====== Reading passage ======
In his role as an independent technical consultant, Matt Tom focuses on engineering design and implementation—integration, testing, and validation, as well as scale-up and manufacturing—in the food and beverage industry. With experience from post-harvest to marketplace and full-life cycle testing, he specializes in new product development and commercialization, especially in the food technology space where he integrates the sciences with digital technologies to drastically reduce time to market.Matt has been involved with bringing tasty and innovative plant-based foods to the market that are healthier and more sustainable than their non-plant-based counterparts. He’s done government research at USDA's Agricultural Research Service, collaborating with companies like PepsiCo, General Mills, Clorox, and P&G, and more recently at Silicon Valley food tech startups such as Impossible Foods, Kite Hill, Hampton Creek, and Ripple Foods. Well-versed in usability, six sigma (both process improvement and design), lean, GMP, GLP, and HACCP, he serves as a subject matter expert in food technology and food processing, both in technical due diligence efforts and as a technical advisor to early-stage startups.
Former Managing Director of DuPont Ventures and the Director of Licensing who oversaw all aspects of sourcing, analysing and executing strategic equity investments for DuPont’s businesses. As the Licensing Director, he collaborated with DuPont businesses to in-license or out-license technology. As the Venture liaison he generated collaborative technology investment options to create new business opportunities. His areas of investment and licensing include biotech, food ingredients, food safety, nutrition, electronic, IoT, machine learning, and advanced materials. Frank is now a Managing Director at Big Idea Ventures.
====== Listed entries ======
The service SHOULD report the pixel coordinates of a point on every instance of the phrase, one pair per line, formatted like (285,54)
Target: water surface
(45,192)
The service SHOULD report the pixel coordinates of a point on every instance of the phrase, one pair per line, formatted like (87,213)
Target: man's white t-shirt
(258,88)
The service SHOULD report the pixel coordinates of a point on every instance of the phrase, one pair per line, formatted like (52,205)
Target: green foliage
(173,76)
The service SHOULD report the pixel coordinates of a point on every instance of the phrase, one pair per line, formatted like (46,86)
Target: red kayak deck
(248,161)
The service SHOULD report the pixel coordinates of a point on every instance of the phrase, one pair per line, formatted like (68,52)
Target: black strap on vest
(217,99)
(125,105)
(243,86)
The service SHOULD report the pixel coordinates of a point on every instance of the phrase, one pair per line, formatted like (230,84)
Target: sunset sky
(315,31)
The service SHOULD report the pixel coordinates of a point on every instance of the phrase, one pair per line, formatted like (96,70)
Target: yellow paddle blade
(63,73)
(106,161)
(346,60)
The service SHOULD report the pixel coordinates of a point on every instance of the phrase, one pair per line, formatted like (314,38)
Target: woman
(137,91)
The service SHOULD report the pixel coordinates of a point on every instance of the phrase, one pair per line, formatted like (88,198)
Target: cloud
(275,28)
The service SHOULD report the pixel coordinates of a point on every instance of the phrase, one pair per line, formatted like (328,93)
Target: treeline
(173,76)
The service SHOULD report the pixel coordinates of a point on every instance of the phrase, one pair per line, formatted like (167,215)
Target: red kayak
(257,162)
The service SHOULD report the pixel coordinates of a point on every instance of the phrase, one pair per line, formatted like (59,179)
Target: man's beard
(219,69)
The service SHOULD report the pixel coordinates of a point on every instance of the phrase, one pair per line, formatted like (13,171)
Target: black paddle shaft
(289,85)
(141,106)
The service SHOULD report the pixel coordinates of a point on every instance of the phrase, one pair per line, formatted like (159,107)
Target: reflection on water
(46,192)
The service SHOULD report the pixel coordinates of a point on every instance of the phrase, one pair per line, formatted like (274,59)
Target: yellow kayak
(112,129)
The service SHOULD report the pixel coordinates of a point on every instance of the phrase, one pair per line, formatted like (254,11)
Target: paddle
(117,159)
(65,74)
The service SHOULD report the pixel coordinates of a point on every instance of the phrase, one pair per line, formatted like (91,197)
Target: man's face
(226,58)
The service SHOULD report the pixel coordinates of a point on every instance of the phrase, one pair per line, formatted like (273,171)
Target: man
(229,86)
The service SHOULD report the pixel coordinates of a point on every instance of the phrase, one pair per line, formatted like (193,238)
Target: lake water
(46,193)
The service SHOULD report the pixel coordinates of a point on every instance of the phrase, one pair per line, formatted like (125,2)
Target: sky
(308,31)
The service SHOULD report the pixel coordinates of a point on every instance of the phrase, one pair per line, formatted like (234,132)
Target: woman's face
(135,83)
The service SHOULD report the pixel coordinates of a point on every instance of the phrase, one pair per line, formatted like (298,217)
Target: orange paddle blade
======
Task to complete: Pick up the advisor biographies above where they stop and continue them.

Exercise output:
Prof. Molly Stevens FRS FREng - After postdoctoral research at MIT, in 2004 Molly joined Imperial College London as a lecturer and was promoted to Professor in 2008 making her one of the youngest Professors ever in the history of the institution. She is Fellow of 7 societies including the Royal Society and Foreign Member of the National Academy of Engineering (USA).Professor Stevens’ multidisciplinary research has been recognised by over 30 major prizes and balances the investigation of fundamental science with the development of technology to address some of the major healthcare challenges. Her work has been instrumental in elucidating the bio-material interfaces. She has contributed a broad portfolio of biomaterials for applications in disease diagnostics and regenerative medicine. She holds numerous leadership positions including Director of the UK Regenerative Medicine Platform ’Smart Acellular Materials’ Hub.
Jonathan (Jo) is a senior independent advisor helping organisations delivery solutions and new business models within the ESG / Impact area focused on Alternative Protein (Plant and Cell Based Meats), the Blue Economy and the Energy Transition across strategy, innovation, operating models to the raising of capital. He is an entrepreneur (with a track record from ideation, M&A to generating strategic value), been a Consultant (previously a Partner at Accenture) and held various NED roles working across the private and public sector. Jo is also passionate about the environment and supporting the development of new business models to protect our oceans and land. This includes setting up a warm water, indoor, shrimp farm in the UK (hormone and anti-biotic free) to reduced mangrove swamp destruction and helping to develop a new digitally native food ecosystem that will deliver provenance and traceability across the supply chain for the production of nutritional food working in harmony with nature.